=== Quoted passage ===
□ □ □
Remakes And Revitalisations
I don’t know what I was doing a month ago, but I wasn’t reading Brand Republic.
That was when they broke the story of Lego re-running this ad:
It also featured in last week’s Campaign Private View.
The reason I’d have written about it, and the reason I’m writing about it now, is that I once suggested that companies should run their successful past ads if they are appropriate.
Come on. You have nothing to lose but the opportunity to bash your head against a brick wall trying to make something that turns out to be a big smelly turd that millions of people couldn’t care less about.
Does The Novelty Wear Off Or Do Things Just Get Less Fun? Or Is It A Bit Of Both?
I was chatting to another creative recently and we both agreed that we’re no longer as thrilled by the idea of going on shoots as we used to be, even the supposedly glamorous ones in sunny foreign climes.
Of course, you have to do shoots, and it’s not as if they’re actively bad experiences, but I miss the wife and nipper and (whisper) the vast majority of a shoot is spent sitting beside a monitor trying to stave off the boredom by playing Kill, Shag or Marry and reading Heat, Now and Closer.
But I remember the early shoots, where you’d turn up on location to see battalions of HGVs and hundreds of crew in North Face jackets, and they’re only there because of what you wrote on a piece of paper a few weeks earlier. Good Lord, what a rush! And then the first foreign shoot! Turning left on the plane! Cracking open the minibar without worrying that a Snickers costs $4.50! Basking in the Cape Town sunshine in December! It was a time of warm wonder.
Then the law of diminishing marginal returns kicks in and you find yourself a decade in, looking at it as you do any other day at the office (slight exaggeration; shoots are definitely cooler than 99% of 99% of people’s days at work and much better than a day at the office).
But is there an element of having to take on the less flighty elements of the job as you go higher up the agency? The more senior you get, the more client contact you have, the more responsibility you’re given and the more pressure is sent your way. (Again, not a problem; just less fun than when things were a little looser at the bottom of the pyramid.)
And then this links back to the ageism of the industry. Maybe agencies don’t want oldsters, but maybe it’s also the other way round. Sure, the more senior creatives want the pay cheque, and the job is far better than almost all alternatives, but it’s pretty unlikely that it will be as fun on day 6000 as it is on day 600.
□ □ □
=== Entries provided ===
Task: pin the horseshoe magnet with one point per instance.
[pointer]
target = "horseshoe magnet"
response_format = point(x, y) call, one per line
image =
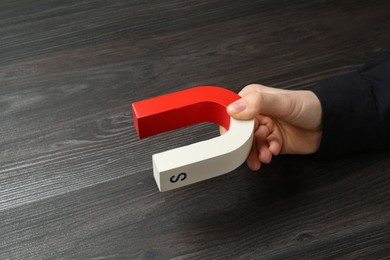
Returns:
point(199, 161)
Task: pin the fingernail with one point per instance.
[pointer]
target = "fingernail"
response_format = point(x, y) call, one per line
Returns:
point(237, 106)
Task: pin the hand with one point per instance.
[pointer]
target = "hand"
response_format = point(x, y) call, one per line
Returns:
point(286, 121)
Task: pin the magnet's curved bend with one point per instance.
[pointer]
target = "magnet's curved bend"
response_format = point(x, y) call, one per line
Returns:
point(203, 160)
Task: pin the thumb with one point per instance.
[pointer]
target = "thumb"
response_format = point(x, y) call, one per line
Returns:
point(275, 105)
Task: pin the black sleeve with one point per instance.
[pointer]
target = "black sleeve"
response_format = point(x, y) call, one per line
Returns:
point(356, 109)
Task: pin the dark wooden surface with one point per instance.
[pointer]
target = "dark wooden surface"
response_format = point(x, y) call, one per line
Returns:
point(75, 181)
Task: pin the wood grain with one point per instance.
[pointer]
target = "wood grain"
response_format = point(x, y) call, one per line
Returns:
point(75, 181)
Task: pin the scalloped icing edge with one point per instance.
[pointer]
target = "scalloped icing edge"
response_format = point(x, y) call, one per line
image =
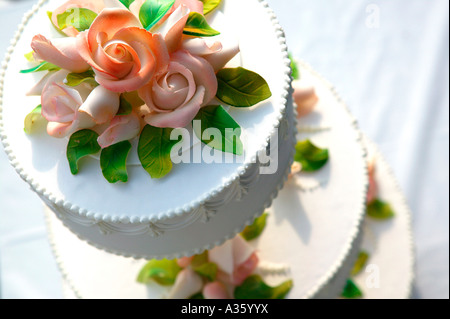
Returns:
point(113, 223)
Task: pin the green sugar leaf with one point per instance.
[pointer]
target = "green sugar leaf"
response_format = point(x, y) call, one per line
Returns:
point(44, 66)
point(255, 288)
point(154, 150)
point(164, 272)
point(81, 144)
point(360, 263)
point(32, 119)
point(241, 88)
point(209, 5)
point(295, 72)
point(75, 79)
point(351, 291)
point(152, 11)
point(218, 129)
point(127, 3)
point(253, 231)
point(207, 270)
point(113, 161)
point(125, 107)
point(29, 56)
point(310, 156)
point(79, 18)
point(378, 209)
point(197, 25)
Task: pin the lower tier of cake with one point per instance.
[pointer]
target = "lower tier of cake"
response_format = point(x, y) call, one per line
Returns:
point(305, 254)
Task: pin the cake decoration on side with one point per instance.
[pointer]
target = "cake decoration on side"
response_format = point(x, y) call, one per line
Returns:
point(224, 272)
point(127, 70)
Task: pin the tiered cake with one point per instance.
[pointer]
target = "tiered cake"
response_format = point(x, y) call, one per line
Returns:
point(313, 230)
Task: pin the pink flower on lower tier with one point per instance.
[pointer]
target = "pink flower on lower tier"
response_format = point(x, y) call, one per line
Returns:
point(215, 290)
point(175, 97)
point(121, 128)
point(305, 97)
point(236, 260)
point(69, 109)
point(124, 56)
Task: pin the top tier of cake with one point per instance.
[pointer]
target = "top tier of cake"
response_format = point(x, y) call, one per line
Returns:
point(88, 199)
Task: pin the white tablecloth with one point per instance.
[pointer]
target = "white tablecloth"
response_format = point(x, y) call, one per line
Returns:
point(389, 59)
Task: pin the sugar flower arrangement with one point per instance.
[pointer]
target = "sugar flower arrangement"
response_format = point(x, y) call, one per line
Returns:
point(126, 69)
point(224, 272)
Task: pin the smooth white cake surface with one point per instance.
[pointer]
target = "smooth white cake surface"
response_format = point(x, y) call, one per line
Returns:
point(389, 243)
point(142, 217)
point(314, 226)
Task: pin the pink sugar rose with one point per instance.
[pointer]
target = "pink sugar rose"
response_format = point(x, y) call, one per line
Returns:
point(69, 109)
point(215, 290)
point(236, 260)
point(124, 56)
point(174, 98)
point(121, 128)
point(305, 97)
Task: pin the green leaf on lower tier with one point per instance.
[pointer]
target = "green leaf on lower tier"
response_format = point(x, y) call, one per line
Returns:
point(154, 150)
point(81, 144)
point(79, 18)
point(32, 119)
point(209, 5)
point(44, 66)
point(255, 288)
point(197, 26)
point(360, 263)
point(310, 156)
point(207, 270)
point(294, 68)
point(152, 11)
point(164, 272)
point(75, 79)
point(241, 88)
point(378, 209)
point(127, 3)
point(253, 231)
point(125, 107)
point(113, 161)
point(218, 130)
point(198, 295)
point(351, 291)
□ □ □
=== Exercise set ===
(a) In the blog post about advertising, which publication broke the story of Lego re-running an ad?
(b) Pick up the blog post about advertising after its last sentence and carry it on.

=== Answers ===
(a) Brand Republic

(b)
So maybe the key is keeping that youthful wonder alive against the odds. If you can stay curious, wide-eyed and Walk In Stupid (® Wieden and Kennedy) then you might have a longer career, my son. I mean grandad.
Steroid Versus Non-Steroid Bodybuilding and Its Relationship To Advertising That May Not Be Part Of A Conventional Media Schedule.
Bodybuilding must be a fascinating hotbed of ‘issues’, after all, why would anyone want to dedicate such an enormous amount of time to performing dull, repetitive exercises just so that they can look like a condom stuffed with walnuts? (that’s actually Clive James’s simile, although it does make you wonder why Clive stuffs condoms with walnuts).
Psychology aside, the world of bodybuilding does throw up an interesting comparison with advertising.
The ‘sport’ is actually divided into steroid and non-steroid (clean) competitions, i.e. those which allow performance enhancing drugs and those that do not.
And here’s the thing: no one gives a shit about the clean shows. Bodybuilding fans just want to see man at his biggest, veiniest and smallest-bollocked.
It does make sense. If we take a step back and acknowledge that there are millions of things that give people unfair advantages over others (nutrition, training facilities, available teaching etc.) why limit those benefits to the ones that some arbitrary moral code decides is reasonable? Let’s see the human race at its limits. After all, chemicals are simply a recombined mixture of that which is found in nature, so why are they so wrong?
Thanks for bearing with this so far; here’s the ad bit:
Ads are often considered to be scams if they aren’t created under the most difficult conditions possible (two posts ago a commenter dismissed the Museum of Childhood ads for being the result of an easy brief), or if they ran somewhere other than the centre pages of GQ, the ad break in Coronation Street or a poster site on the Cromwell Road.
Unfortunately for these nay-sayers, the ad awards clearly display their rules and the ads that run in parish newspapers, on Granada Men and Motors at 3am or on one street in Droitwich are usually equally valid.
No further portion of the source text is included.